## TEXT SECTION
<<<<

Back in 1993, when they were 19 and 21 years old, Jaime and Gladys Scott persuaded two men to give them a ride to a local nightclub in Forest, Mississippi.  Jaime complained of nausea and asked for the car to be pulled over.  When the driver complied, another car pulled up and disgorged three teenage boys armed with a shotgun.  The victims were clubbed in the head with the shotgun butt, and relieved of their wallets, which proved to contain eleven dollars in cash.  Jaime and Gladys left with the attackers, according to testimony from the victims.

All five of the perpetrators were eventually arrested, and while everyone involved was black, the case turned into a racial cause when the Scott sisters were slapped with remarkable double life sentences for their actions.  The three armed boys pled guilty and received much smaller sentences, which they have already served.  Civil rights activists began to clamor for parole, or a complete overturning of the verdict, maintaining that white women arrested in a similar situation would never have been given such harsh prison sentences.

The sisters apparently had poor representation at trial.  According to a September 2010 story in USA Today, their attorney was reprimanded for “lack of diligence” and “failure to communicate with clients,” and was eventually disbarred on unrelated charges.  They didn’t testify at their trial, and no one testified on their behalf, while two of their accomplices testified against them as part of plea-bargain deals.

Advocates for the Scott sisters have a way of describing the case in highly malleable terms.  The sisters have always maintained their innocence, while some civil-rights advocates say the verdict doesn’t matter, only the excessive nature of the sentence.  Their brother Willy, interviewed by ABC News while home on leave from a tour in Afghanistan, asked, “How do you take two teenage girls and some teenage boys and rob a person for $11 and get life in prison?”  Apparently he didn’t get the “we’re innocent” memo.

>>>>

## DIRECTION 1
Name every member of the Scott family whose first name appears in the text about the Scott sisters' case.
The records below this text are unrelated to it.

## GIVEN RECORDS

<<<<

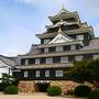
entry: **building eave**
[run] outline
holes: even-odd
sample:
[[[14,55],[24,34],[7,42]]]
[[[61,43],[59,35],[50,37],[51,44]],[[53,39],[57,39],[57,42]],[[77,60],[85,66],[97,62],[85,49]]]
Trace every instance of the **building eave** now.
[[[38,48],[63,46],[63,45],[76,45],[76,44],[84,46],[82,41],[73,41],[73,42],[55,43],[55,44],[42,44],[38,45]]]
[[[79,50],[79,51],[66,51],[66,52],[55,52],[55,53],[43,53],[37,55],[22,55],[20,58],[40,58],[40,57],[53,57],[53,56],[69,56],[69,55],[84,55],[84,54],[96,54],[99,50]]]
[[[95,37],[92,26],[80,28],[80,29],[77,29],[77,30],[63,31],[63,33],[65,33],[65,34],[67,34],[67,35],[72,35],[72,34],[81,34],[81,33],[86,33],[86,32],[88,32],[89,35],[91,35],[91,37]],[[37,36],[38,38],[54,37],[55,35],[57,35],[57,32],[36,34],[36,36]]]

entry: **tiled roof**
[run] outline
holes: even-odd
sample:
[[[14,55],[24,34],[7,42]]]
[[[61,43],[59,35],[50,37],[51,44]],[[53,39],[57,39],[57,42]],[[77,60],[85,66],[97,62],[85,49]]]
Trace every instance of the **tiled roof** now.
[[[16,57],[7,57],[7,56],[0,55],[0,59],[1,59],[3,63],[6,63],[7,65],[9,65],[9,66],[15,66],[15,65],[16,65],[15,58],[16,58]]]

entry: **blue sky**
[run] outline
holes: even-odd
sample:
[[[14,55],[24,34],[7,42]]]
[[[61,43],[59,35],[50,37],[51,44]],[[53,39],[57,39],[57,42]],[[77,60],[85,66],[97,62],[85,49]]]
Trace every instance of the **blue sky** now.
[[[32,44],[40,43],[35,34],[51,24],[47,16],[56,14],[63,4],[78,11],[81,21],[92,25],[99,36],[99,0],[0,0],[0,54],[28,53]]]

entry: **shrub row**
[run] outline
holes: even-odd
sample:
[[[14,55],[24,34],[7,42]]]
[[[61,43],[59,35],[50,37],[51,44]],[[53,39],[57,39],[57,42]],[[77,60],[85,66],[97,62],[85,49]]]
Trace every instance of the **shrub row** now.
[[[99,90],[91,90],[90,87],[80,85],[75,88],[75,90],[67,90],[68,95],[74,95],[75,97],[88,97],[88,99],[99,99]]]
[[[61,96],[62,89],[58,86],[48,87],[47,95],[48,96]]]

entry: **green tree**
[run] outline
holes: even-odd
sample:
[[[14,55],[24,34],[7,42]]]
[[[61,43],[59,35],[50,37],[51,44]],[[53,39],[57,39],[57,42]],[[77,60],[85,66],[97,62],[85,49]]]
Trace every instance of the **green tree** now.
[[[74,81],[88,81],[97,86],[99,85],[99,59],[74,62],[73,68],[66,75]]]
[[[2,74],[0,80],[1,80],[1,82],[12,84],[13,77],[9,74]]]

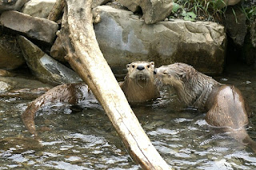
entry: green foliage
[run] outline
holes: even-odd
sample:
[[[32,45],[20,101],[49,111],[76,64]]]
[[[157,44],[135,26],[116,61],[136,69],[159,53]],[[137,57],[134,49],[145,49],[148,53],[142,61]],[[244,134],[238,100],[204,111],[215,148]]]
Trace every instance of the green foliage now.
[[[242,2],[241,6],[241,10],[246,15],[247,19],[250,19],[256,17],[256,6],[249,5],[245,2]]]
[[[184,20],[195,21],[213,19],[221,16],[226,8],[223,0],[174,0],[173,14],[182,16]]]
[[[256,6],[252,5],[251,2],[251,0],[242,0],[238,4],[248,20],[256,18]],[[235,10],[232,6],[230,7],[237,21]],[[188,21],[222,22],[225,18],[226,8],[224,0],[174,0],[173,16],[170,18]]]

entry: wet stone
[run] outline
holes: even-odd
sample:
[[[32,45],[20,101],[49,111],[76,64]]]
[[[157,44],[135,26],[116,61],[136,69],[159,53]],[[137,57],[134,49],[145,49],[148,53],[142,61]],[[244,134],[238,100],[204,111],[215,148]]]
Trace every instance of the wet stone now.
[[[25,37],[19,36],[18,42],[26,64],[33,74],[42,81],[56,85],[82,81],[74,71],[48,56]]]
[[[0,14],[5,10],[19,10],[27,0],[0,0]]]
[[[6,11],[0,16],[0,23],[26,37],[53,44],[58,25],[48,19],[31,17],[18,11]]]

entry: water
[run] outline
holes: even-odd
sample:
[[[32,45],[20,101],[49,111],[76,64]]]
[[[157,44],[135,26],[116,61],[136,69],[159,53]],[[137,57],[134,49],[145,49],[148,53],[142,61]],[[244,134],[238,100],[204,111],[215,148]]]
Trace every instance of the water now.
[[[233,67],[214,78],[236,85],[255,112],[255,70]],[[170,97],[133,107],[170,165],[175,169],[256,168],[256,155],[248,148],[207,125],[204,113],[184,108],[174,94]],[[35,119],[38,143],[20,118],[30,101],[0,99],[0,169],[141,169],[101,107],[46,106]],[[248,132],[256,140],[256,117],[250,121]]]

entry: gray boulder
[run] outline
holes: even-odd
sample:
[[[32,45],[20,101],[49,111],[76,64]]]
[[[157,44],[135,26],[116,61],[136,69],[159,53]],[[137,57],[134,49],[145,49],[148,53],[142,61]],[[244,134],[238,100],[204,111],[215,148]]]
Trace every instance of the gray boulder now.
[[[18,36],[26,64],[42,81],[54,85],[81,82],[79,76],[72,69],[58,63],[23,36]]]
[[[30,0],[26,3],[22,12],[33,17],[47,18],[56,0]]]
[[[138,60],[157,66],[185,62],[209,74],[223,70],[226,38],[219,24],[176,19],[146,25],[127,10],[101,6],[94,12],[101,18],[94,25],[98,42],[115,73]]]
[[[0,0],[0,14],[6,10],[20,10],[28,0]]]
[[[119,0],[119,2],[133,12],[142,10],[146,24],[163,21],[173,7],[172,0]]]
[[[0,16],[0,23],[26,37],[48,44],[53,44],[58,29],[58,25],[54,22],[14,10],[3,12]]]

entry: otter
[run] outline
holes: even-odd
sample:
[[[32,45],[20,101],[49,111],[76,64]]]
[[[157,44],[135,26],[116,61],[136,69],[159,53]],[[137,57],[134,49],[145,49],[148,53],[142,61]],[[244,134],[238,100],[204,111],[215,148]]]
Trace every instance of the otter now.
[[[148,101],[160,97],[154,84],[153,61],[136,61],[126,65],[128,73],[123,82],[119,83],[130,103]]]
[[[126,65],[128,73],[124,81],[119,85],[124,92],[129,103],[142,103],[155,99],[160,96],[154,84],[153,61],[134,61]],[[70,105],[82,105],[95,97],[85,83],[62,84],[50,89],[28,105],[22,114],[26,128],[35,136],[38,136],[35,125],[35,113],[49,103],[64,102]]]
[[[230,85],[221,84],[185,63],[162,65],[154,69],[158,87],[171,85],[186,105],[206,112],[206,122],[256,152],[256,142],[248,135],[248,107],[242,93]]]

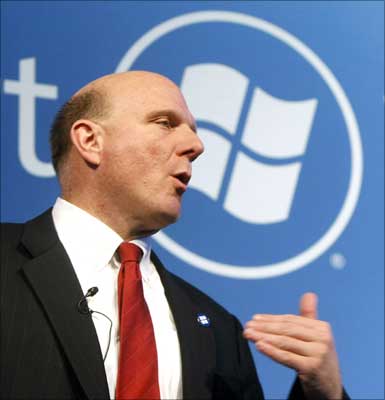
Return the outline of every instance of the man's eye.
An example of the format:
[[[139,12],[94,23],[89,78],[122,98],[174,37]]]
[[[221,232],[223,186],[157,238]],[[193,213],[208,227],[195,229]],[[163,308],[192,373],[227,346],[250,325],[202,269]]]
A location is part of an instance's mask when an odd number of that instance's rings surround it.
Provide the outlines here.
[[[159,119],[158,121],[156,121],[159,125],[163,125],[166,128],[171,128],[171,123],[168,119]]]

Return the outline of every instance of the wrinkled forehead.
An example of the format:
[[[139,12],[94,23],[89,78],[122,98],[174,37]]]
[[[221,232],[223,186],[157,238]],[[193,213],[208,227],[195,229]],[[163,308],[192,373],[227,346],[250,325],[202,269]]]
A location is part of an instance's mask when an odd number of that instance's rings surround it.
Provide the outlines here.
[[[94,81],[88,87],[100,90],[111,107],[111,117],[170,110],[190,125],[195,121],[178,86],[168,78],[150,72],[132,71]],[[87,87],[86,87],[87,88]]]

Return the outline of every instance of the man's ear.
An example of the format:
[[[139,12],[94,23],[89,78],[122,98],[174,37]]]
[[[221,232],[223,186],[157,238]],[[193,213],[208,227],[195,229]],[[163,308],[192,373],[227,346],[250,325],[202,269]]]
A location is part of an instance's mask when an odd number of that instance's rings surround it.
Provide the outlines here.
[[[79,119],[71,128],[71,141],[87,164],[97,167],[102,158],[103,128],[88,119]]]

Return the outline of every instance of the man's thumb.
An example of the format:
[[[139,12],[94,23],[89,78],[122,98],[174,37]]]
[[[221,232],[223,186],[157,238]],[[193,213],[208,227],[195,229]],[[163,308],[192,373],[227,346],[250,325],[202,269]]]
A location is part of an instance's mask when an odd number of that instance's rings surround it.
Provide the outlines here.
[[[317,319],[318,297],[315,293],[305,293],[299,303],[299,312],[302,317]]]

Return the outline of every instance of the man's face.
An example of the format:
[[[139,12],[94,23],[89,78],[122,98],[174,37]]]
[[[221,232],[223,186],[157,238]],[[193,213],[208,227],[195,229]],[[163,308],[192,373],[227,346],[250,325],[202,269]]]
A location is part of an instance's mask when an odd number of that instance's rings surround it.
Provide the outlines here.
[[[161,229],[179,217],[203,151],[194,119],[177,86],[157,75],[123,81],[110,100],[99,166],[107,206],[139,231]]]

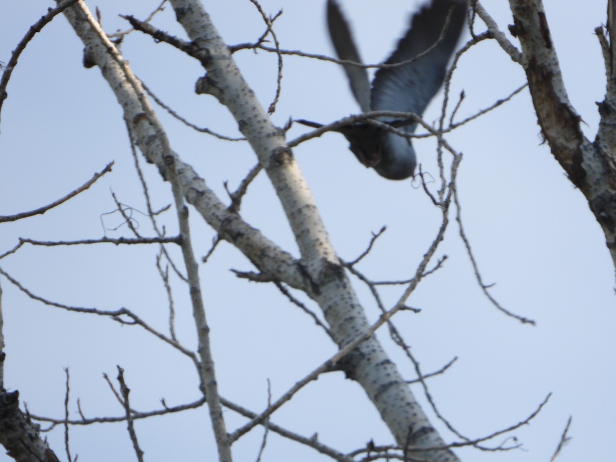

>>>>

## DIRECTION 2
Extract each line of the records that contains the string "eave".

## EXERCISE ANSWER 1
Jaime, Gladys, Willy

## EXERCISE ANSWER 2
entry: **building eave**
Trace every instance of the **building eave** now.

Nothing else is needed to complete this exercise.